Does each statement below agree with the passage on Brahmagupta's Formula that follows? For each one, answer yes or no and quote the deciding words of the passage. 1. The area formula is stated as holding for any quadrilateral. 2. The proof relies on the result that opposite angles of a cyclic quadrilateral sum to two right angles.

= Selected passage =
* * * * * * *

# Brahmagupta's Formula

## Theorem

The area of a cyclic quadrilateral with sides of lengths $a, b, c, d$ is:

$\sqrt{\left({s - a}\right) \left({s - b}\right) \left({s - c}\right) \left({s - d}\right)}$

where $s$ is the semiperimeter:

$s = \dfrac{a + b + c + d} 2$

### Corollary

The area of a cyclic quadrilateral with sides of lengths $a, b, c, d$ is:

$\dfrac{\sqrt{\left({a^2 + b^2 + c^2 + d^2}\right)^2 + 8 a b c d - 2 \left({a^4 + b^4 + c^4 + d^4}\right)}} 4$

## Proof

Let $ABCD$ be a cyclic quadrilateral with sides $a, b, c, d$.

Area of $ABCD$ = Area of $\triangle ABC$ + Area of $\triangle ADC$

 $\displaystyle \triangle ABC$ $=$ $\displaystyle \frac 1 2 ab \sin \angle ABC$ $\displaystyle \triangle ADC$ $=$ $\displaystyle \frac 1 2 cd \sin \angle ADC$

From Opposite Angles of Cyclic Quadrilateral sum to Two Right Angles, $\angle ABC + \angle ADC$ equals two right angles, that is, are supplementary.

* * * * * * *

= Data shown =
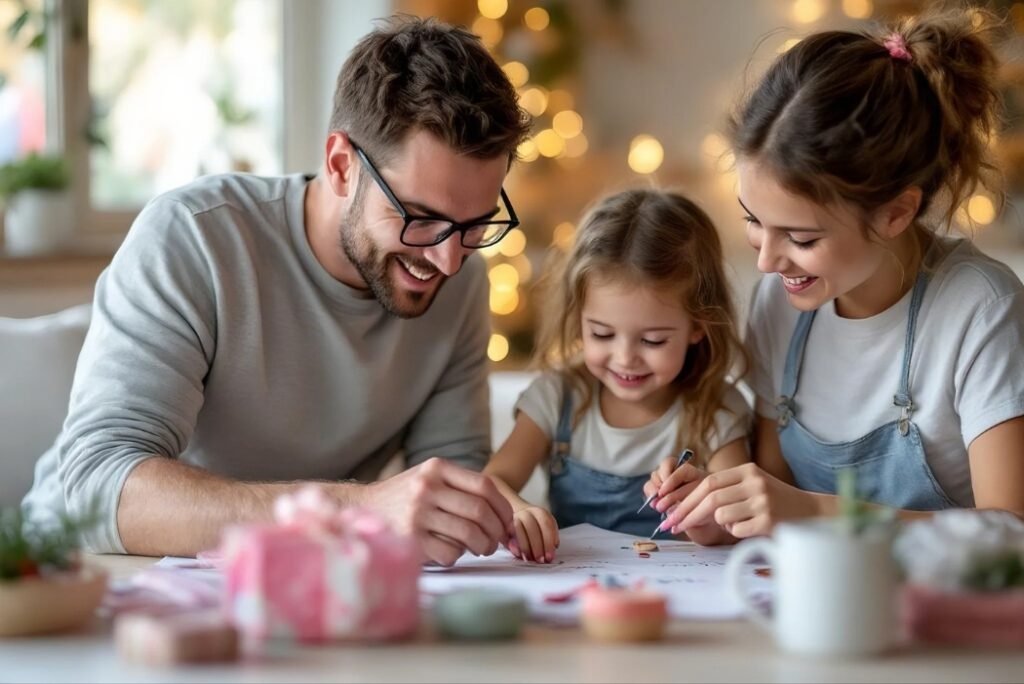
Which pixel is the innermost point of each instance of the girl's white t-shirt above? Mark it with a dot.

* * * * * * *

= Reply =
1. No: "The area of a cyclic quadrilateral with sides of lengths"
2. Yes: "From Opposite Angles of Cyclic Quadrilateral sum to Two Right Angles"